→ **TASK DESCRIPTION**
Rewrite each line of the records below as a row of a Markdown table with two columns, "Row" for a running row number and "Record line" for the line itself. Skip blank lines.

→ **AVAILABLE RECORDS**
══════════════════════════════
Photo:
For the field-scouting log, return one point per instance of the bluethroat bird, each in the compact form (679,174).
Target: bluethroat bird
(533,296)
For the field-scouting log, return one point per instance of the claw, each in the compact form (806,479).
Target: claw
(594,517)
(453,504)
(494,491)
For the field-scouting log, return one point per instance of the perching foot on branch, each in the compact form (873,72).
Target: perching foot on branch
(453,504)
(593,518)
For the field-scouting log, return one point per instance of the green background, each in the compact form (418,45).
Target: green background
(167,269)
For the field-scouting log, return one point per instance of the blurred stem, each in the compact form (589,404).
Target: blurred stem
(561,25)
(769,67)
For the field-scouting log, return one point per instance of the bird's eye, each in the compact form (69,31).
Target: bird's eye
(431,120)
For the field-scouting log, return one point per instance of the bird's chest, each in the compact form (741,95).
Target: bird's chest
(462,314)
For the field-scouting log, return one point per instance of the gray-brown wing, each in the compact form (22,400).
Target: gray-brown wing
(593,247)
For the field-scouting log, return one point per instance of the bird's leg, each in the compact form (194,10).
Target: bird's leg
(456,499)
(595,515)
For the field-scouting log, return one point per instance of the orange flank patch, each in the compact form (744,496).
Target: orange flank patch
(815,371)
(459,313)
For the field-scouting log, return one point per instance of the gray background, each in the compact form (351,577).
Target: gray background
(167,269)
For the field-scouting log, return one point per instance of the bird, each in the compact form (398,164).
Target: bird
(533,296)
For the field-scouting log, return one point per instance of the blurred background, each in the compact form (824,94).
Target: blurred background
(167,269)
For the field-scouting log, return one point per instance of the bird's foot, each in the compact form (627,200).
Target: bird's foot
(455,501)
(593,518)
══════════════════════════════
→ **TASK RESULT**
| Row | Record line |
|---|---|
| 1 | Photo: |
| 2 | For the field-scouting log, return one point per instance of the bluethroat bird, each in the compact form (679,174). |
| 3 | Target: bluethroat bird |
| 4 | (533,296) |
| 5 | For the field-scouting log, return one point per instance of the claw, each in the compact form (806,479). |
| 6 | Target: claw |
| 7 | (594,517) |
| 8 | (453,504) |
| 9 | (494,491) |
| 10 | For the field-scouting log, return one point per instance of the perching foot on branch, each in the compact form (873,72). |
| 11 | Target: perching foot on branch |
| 12 | (453,504) |
| 13 | (593,518) |
| 14 | For the field-scouting log, return one point per instance of the green background, each in the compact form (418,45). |
| 15 | Target: green background |
| 16 | (167,269) |
| 17 | For the field-scouting log, return one point per instance of the blurred stem, each in the compact form (589,404). |
| 18 | Target: blurred stem |
| 19 | (561,25) |
| 20 | (769,67) |
| 21 | For the field-scouting log, return one point per instance of the bird's eye, each in the compact form (69,31). |
| 22 | Target: bird's eye |
| 23 | (431,120) |
| 24 | For the field-scouting log, return one point per instance of the bird's chest, each in the compact form (741,95). |
| 25 | Target: bird's chest |
| 26 | (462,314) |
| 27 | For the field-scouting log, return one point per instance of the gray-brown wing, each in the compact form (22,400). |
| 28 | Target: gray-brown wing |
| 29 | (593,247) |
| 30 | For the field-scouting log, return one point per instance of the bird's leg, each in the compact form (194,10). |
| 31 | Target: bird's leg |
| 32 | (456,499) |
| 33 | (595,515) |
| 34 | For the field-scouting log, return one point per instance of the orange flank patch, each in the compact form (744,496). |
| 35 | Target: orange flank patch |
| 36 | (815,371) |
| 37 | (459,313) |
| 38 | For the field-scouting log, return one point per instance of the gray background, each in the compact form (351,577). |
| 39 | Target: gray background |
| 40 | (167,269) |
| 41 | For the field-scouting log, return one point per instance of the bird, each in the compact form (398,164). |
| 42 | Target: bird |
| 43 | (533,296) |
| 44 | For the field-scouting log, return one point per instance of the blurred background, each in the compact form (824,94). |
| 45 | Target: blurred background |
| 46 | (167,269) |
| 47 | For the field-scouting log, return one point per instance of the bird's foot, each in the compact form (627,200). |
| 48 | Target: bird's foot |
| 49 | (455,501) |
| 50 | (593,518) |